• [EXERCISE REQUIREMENTS]: Rewrite the material between the line holding "Can you find the chair" and the line holding "333], [171, 410]]", inclusive, changing "chair leg" to "table leg" and leaving everything else as it stands. Give only those lines.

===== STORED RECORDS =====

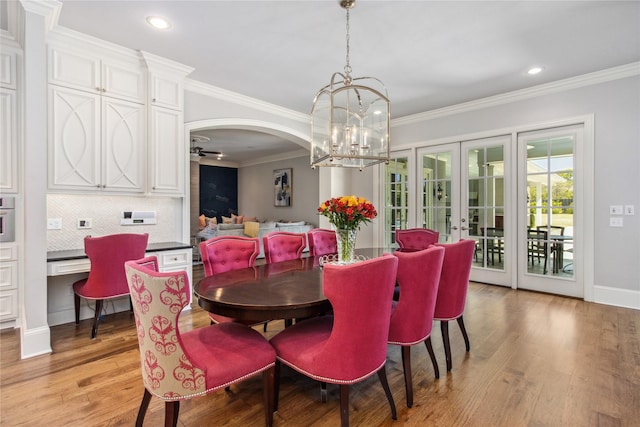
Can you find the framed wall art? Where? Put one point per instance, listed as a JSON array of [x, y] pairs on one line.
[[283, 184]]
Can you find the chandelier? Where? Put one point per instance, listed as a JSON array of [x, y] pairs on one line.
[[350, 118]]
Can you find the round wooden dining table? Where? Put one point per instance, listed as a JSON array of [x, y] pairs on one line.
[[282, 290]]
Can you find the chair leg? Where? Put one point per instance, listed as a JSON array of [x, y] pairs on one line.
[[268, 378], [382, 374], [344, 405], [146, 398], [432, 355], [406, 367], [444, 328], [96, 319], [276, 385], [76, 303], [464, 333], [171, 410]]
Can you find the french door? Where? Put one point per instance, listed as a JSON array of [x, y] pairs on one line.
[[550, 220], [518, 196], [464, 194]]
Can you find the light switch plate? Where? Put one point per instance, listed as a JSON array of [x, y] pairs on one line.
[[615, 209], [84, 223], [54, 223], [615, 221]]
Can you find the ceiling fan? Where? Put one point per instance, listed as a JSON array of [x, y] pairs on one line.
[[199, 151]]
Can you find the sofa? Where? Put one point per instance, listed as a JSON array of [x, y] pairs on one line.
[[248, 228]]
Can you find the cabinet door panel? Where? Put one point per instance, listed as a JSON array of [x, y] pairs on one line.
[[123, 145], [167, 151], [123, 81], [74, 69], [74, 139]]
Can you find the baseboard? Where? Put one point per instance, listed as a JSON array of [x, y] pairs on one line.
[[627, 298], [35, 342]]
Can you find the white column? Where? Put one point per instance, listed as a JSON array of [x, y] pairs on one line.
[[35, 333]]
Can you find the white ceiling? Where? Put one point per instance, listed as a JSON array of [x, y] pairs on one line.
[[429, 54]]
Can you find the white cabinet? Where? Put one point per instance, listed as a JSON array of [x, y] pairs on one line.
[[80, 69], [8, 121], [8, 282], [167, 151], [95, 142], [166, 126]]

=====

• [RESULT FOR THIS EXERCISE]:
Can you find the table leg? Where? Put one point per instance, listed as a JSON array of [x, y] pairs on one line.
[[268, 378], [382, 374], [344, 405], [146, 398], [432, 355], [406, 367], [444, 328], [96, 319], [276, 385], [76, 303], [464, 333], [171, 410]]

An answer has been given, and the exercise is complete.